##### TEXT PASSAGE #####
Handbook of Psychodiagnostic Testing: Analysis of Personality in the Psychological Report | Publisher: Stationary Office | ISBN: 0387713697 | edition 2007 | PDF | 206 pages | 12,9 mb
Since the debut of the original edition, the Handbook of Psychodiagnostic Testing has been an invaluable aid to students and professionals performing psychological assessments. The new Fourth Edition continues in that tradition, taking the reader from client referral to finished report, demonstrating how to synthesize details of personality and pathology into a document that is focused, coherent, and clinically meaningful.
As with the previous editions, authors Kellerman and Burry offer a systematic framework for choosing the most relevant material from seemingly overwhelming amounts of test data. Separate chapters offer clear rationales for each component of the report (e.g., cognitive functioning, interpersonal behavior, control mechanisms), and how they relate to one another. Helpful summaries follow each chapter, and tables and charts provide salient facts and findings at a glance.
##### ENTRIES PROVIDED #####
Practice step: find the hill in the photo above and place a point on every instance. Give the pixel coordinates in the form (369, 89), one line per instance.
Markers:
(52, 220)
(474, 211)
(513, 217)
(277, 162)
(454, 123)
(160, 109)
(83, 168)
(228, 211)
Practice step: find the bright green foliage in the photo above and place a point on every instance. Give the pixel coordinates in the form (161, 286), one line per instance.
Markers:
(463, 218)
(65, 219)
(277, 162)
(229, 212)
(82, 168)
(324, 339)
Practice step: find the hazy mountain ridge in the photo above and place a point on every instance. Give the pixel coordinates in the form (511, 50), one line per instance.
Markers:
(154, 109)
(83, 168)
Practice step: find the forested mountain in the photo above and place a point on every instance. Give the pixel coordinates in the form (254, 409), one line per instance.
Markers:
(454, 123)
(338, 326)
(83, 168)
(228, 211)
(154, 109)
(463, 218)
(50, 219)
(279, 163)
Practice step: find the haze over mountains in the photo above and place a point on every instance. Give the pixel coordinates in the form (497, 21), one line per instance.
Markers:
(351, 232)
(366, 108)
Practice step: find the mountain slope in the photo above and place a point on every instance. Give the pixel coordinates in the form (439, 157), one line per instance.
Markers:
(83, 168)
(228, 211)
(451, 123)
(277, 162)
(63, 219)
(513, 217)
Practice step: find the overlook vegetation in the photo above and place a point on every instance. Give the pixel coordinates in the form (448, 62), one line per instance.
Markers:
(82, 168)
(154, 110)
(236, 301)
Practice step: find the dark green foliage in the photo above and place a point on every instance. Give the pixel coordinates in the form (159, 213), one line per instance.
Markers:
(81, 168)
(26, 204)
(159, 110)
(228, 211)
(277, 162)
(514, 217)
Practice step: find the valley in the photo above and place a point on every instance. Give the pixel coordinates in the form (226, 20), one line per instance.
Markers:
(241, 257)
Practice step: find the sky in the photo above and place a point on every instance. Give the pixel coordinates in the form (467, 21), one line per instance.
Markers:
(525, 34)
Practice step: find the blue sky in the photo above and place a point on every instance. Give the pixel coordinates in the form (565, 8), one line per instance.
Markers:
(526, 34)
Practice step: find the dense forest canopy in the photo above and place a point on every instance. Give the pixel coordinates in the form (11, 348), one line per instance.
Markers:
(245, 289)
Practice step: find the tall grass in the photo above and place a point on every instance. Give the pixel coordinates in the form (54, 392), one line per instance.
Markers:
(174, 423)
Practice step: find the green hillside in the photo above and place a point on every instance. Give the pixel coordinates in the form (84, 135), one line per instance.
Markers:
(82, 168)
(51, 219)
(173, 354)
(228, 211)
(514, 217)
#####
- TASKS TO CARRY OUT -
1. Quote the handbook description between "Handbook of Psychodiagnostic Testing: Analysis" and "and clinically meaningful.", inclusive.
2. Which two authors does the handbook description name?
3. Proceed with the handbook description from its final sentence onward.
The records can be set aside.

- WRITTEN ANSWERS -
1.
Handbook of Psychodiagnostic Testing: Analysis of Personality in the Psychological Report | Publisher: Stationary Office | ISBN: 0387713697 | edition 2007 | PDF | 206 pages | 12,9 mb
Since the debut of the original edition, the Handbook of Psychodiagnostic Testing has been an invaluable aid to students and professionals performing psychological assessments. The new Fourth Edition continues in that tradition, taking the reader from client referral to finished report, demonstrating how to synthesize details of personality and pathology into a document that is focused, coherent, and clinically meaningful.

2. Kellerman and Burry.

3.
Features of the updated Fourth Edition: A clear blueprint for writing effective, clinically integrative psychological reports; Emerging areas of interest in testing, including ethnic and language issues; Guidelines for assessing strengths and potential as well as pathology; Review of current diagnostic nomenclature, with discussion of evolving DSM categories and recognized clinical entities outside the DSM system; Brand-new sections on the major standardized intelligence tests; Expanded chapter devoted to testing counselors, teachers and parents; Help for writing–anxiety: overcoming blocks, getting past role conflicts, resisting speculation, and more.
The Handbook makes an elegant student resource by showing how reports can reflect not just the subject’s individuality, but the tester’s as well. All professionals who engage in psychological assessment will find it an invaluable resource as well.
After administering a psychological test, the psychologist must analyze the test data and create a report. This handbook is designed to assist readers in composing psychological reports. This is the only resource available that systematically analyzes both the personality of the patient and the requirements essential for writing test results in relevant, effective reports. All pertinent sectors of the personality are analyzed along with the corresponding sections of the psychodiagnostic report. Each chapter in this book considers a separate aspect of personality so that, as the book unfolds, the report gradually emerges as a precise and meaningful psychological document. By using this book, readers will be better equipped to formulate reports based on the particular needs and conflicts of the patients. For professionals working in the field of psychology.
Doody Review Services
Reviewer:Gary B Kaniuk, Psy.D.(Cermak Health Services)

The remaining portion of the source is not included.